>>
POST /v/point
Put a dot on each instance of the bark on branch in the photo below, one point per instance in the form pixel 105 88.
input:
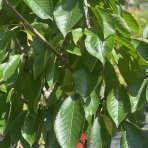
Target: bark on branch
pixel 35 32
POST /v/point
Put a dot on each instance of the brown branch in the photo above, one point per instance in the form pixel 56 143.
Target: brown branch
pixel 35 32
pixel 86 14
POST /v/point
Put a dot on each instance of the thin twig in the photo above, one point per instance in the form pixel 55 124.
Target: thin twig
pixel 35 32
pixel 86 14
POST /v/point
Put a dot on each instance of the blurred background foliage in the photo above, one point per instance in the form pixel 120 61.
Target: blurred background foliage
pixel 139 8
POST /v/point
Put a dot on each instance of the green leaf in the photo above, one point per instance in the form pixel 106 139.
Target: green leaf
pixel 141 47
pixel 108 22
pixel 99 136
pixel 121 25
pixel 92 103
pixel 85 81
pixel 110 77
pixel 1 3
pixel 42 9
pixel 11 66
pixel 94 140
pixel 123 141
pixel 145 32
pixel 131 21
pixel 52 140
pixel 147 94
pixel 69 122
pixel 32 127
pixel 108 46
pixel 67 14
pixel 5 37
pixel 94 45
pixel 138 94
pixel 118 105
pixel 15 133
pixel 29 132
pixel 77 34
pixel 30 88
pixel 2 68
pixel 134 136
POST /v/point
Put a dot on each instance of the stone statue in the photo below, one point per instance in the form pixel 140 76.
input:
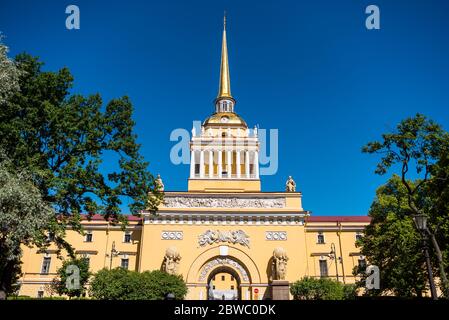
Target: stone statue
pixel 290 185
pixel 159 183
pixel 279 263
pixel 171 260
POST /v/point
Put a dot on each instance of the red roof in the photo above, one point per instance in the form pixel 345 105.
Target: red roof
pixel 97 217
pixel 338 219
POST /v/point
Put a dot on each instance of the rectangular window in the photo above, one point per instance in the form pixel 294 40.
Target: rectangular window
pixel 88 237
pixel 125 263
pixel 323 268
pixel 46 265
pixel 320 238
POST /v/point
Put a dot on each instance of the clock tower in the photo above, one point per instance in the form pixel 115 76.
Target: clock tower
pixel 225 154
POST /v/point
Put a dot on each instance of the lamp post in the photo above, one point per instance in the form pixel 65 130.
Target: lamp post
pixel 421 225
pixel 333 255
pixel 114 253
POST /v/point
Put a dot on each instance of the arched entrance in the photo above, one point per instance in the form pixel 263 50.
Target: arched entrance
pixel 223 284
pixel 234 259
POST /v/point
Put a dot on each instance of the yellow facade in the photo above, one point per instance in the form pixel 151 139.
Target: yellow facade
pixel 221 234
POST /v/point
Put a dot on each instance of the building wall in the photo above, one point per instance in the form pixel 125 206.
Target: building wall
pixel 147 249
pixel 98 251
<<
# Problem description
Transcribe the material exactly, and leave out whatever pictures it holds.

# Result of the exercise
POST /v/point
Put a dot on each instance of the bark on branch in the photo below, one point per instance in the form pixel 105 88.
input:
Target: bark on branch
pixel 35 32
POST /v/point
Put a dot on each instance of the brown branch in the photo above, one point per instance in the form pixel 56 143.
Target: brown branch
pixel 35 32
pixel 86 14
POST /v/point
Put a dot on each instance of the thin twig in the photo above, one point per instance in the form pixel 55 124.
Target: thin twig
pixel 35 32
pixel 86 14
POST /v/point
Put a dot on each instance of the blurred background foliage in the photo above, one point per instance in the form pixel 120 61.
Target: blurred background foliage
pixel 139 8
POST /v/point
Put a dot on each instance of the green leaf in the photo above, one point per instance in the form pixel 106 139.
Target: green leaf
pixel 141 47
pixel 108 22
pixel 99 136
pixel 121 25
pixel 92 103
pixel 85 81
pixel 110 77
pixel 1 3
pixel 42 9
pixel 11 66
pixel 94 140
pixel 123 141
pixel 145 32
pixel 131 21
pixel 52 140
pixel 147 94
pixel 69 122
pixel 32 127
pixel 108 46
pixel 67 14
pixel 5 37
pixel 94 45
pixel 138 94
pixel 118 105
pixel 15 133
pixel 29 132
pixel 77 34
pixel 30 88
pixel 2 68
pixel 134 136
POST /v/point
Put a dot on each instance of the stone statue in the photo below, one point per instance in the form pixel 140 76.
input:
Target: stone statue
pixel 290 185
pixel 159 183
pixel 279 263
pixel 171 260
POST /v/point
Put a dot on each instance of the red roof in the photo above, one point per instance in the form pixel 345 105.
Target: red roof
pixel 97 217
pixel 338 219
POST /v/point
Put a dot on each instance of the rectangular window in the photo above, one point per instance in the form pixel 294 40.
Target: rectangular window
pixel 88 237
pixel 125 263
pixel 323 268
pixel 46 265
pixel 320 238
POST /v/point
Put a dot on each instance of the clock tower in the photo above, one point per instance in the form pixel 115 76.
Target: clock tower
pixel 225 154
POST /v/point
Put a dot on each instance of the lamp post in the photo above, one point per instance in the form pixel 65 130.
Target: lamp post
pixel 421 225
pixel 333 255
pixel 114 253
POST /v/point
Put a dot on each instance of the arched entrance in the photo above, one point per instance in the form pixel 263 50.
Target: arched entrance
pixel 223 284
pixel 234 259
POST /v/point
Put a dot on each instance of the yellow facade in the photo above, one point per instance in the form pixel 151 139.
Target: yellow facade
pixel 221 234
POST /v/point
Put a dot on each instance of the building wall in the photo above, one point per instance in the form pixel 125 206.
Target: building wall
pixel 147 249
pixel 98 251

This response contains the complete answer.